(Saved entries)
# # # # # # #

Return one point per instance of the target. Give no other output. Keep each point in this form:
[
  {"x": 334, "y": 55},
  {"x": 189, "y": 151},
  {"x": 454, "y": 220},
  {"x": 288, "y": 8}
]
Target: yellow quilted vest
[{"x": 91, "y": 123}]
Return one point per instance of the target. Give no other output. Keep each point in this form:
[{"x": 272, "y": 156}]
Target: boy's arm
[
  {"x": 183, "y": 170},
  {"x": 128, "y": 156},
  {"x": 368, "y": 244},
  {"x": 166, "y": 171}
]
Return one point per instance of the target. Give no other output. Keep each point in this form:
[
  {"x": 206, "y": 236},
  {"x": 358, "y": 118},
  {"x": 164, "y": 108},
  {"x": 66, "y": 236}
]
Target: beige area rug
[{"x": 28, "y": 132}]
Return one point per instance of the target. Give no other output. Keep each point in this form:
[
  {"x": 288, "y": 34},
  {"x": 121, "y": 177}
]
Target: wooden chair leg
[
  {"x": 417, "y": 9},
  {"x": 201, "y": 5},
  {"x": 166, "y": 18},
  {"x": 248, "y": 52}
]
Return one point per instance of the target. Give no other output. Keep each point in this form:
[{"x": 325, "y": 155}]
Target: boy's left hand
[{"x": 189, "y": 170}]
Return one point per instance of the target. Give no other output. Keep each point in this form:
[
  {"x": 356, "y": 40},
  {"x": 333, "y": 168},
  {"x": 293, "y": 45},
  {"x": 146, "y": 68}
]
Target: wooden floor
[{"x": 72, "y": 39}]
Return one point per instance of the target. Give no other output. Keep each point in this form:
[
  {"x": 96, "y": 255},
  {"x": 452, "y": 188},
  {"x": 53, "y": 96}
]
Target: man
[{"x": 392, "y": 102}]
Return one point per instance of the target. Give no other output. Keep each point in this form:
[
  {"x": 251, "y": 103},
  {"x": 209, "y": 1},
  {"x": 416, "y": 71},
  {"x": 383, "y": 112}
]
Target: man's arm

# # # # # # #

→ What is required
Print out every entry, keeping each one exact.

→ Result of the exercise
Return one point per instance of the target. Give no other output. Keep each point in this form:
[
  {"x": 334, "y": 55},
  {"x": 189, "y": 151},
  {"x": 454, "y": 220},
  {"x": 288, "y": 8}
]
Target: yellow quilted vest
[{"x": 91, "y": 123}]
Return one point per instance of the target. Give no other output. Keep each point in this form:
[{"x": 272, "y": 156}]
Target: boy's arm
[
  {"x": 183, "y": 170},
  {"x": 128, "y": 156},
  {"x": 368, "y": 244},
  {"x": 166, "y": 171}
]
Return one point per instance of the target. Give no other output. Keep each point in this form:
[
  {"x": 206, "y": 236},
  {"x": 358, "y": 118},
  {"x": 164, "y": 108},
  {"x": 66, "y": 236}
]
Target: beige area rug
[{"x": 28, "y": 132}]
Return one point per instance of the target. Give no other output. Keep each point in this form:
[
  {"x": 288, "y": 34},
  {"x": 121, "y": 177}
]
Target: wooden chair leg
[
  {"x": 417, "y": 9},
  {"x": 201, "y": 5},
  {"x": 166, "y": 18},
  {"x": 248, "y": 52}
]
Return one point per instance of the target. Give no other output. Keep each point in this form:
[{"x": 325, "y": 155}]
Target: boy's left hand
[{"x": 189, "y": 170}]
Return one point per instance of the target. Give no other output. Keep each point in this form:
[
  {"x": 356, "y": 40},
  {"x": 333, "y": 168},
  {"x": 293, "y": 45},
  {"x": 146, "y": 68}
]
Target: wooden floor
[{"x": 72, "y": 39}]
Return one point per instance of the target. Give no other output. Keep each point in this form:
[
  {"x": 96, "y": 255},
  {"x": 452, "y": 188},
  {"x": 53, "y": 96}
]
Target: man
[{"x": 392, "y": 102}]
Return one point per instance of the target. Give no other output. Keep each point in this form:
[
  {"x": 251, "y": 103},
  {"x": 209, "y": 1},
  {"x": 416, "y": 71},
  {"x": 383, "y": 112}
]
Target: man's arm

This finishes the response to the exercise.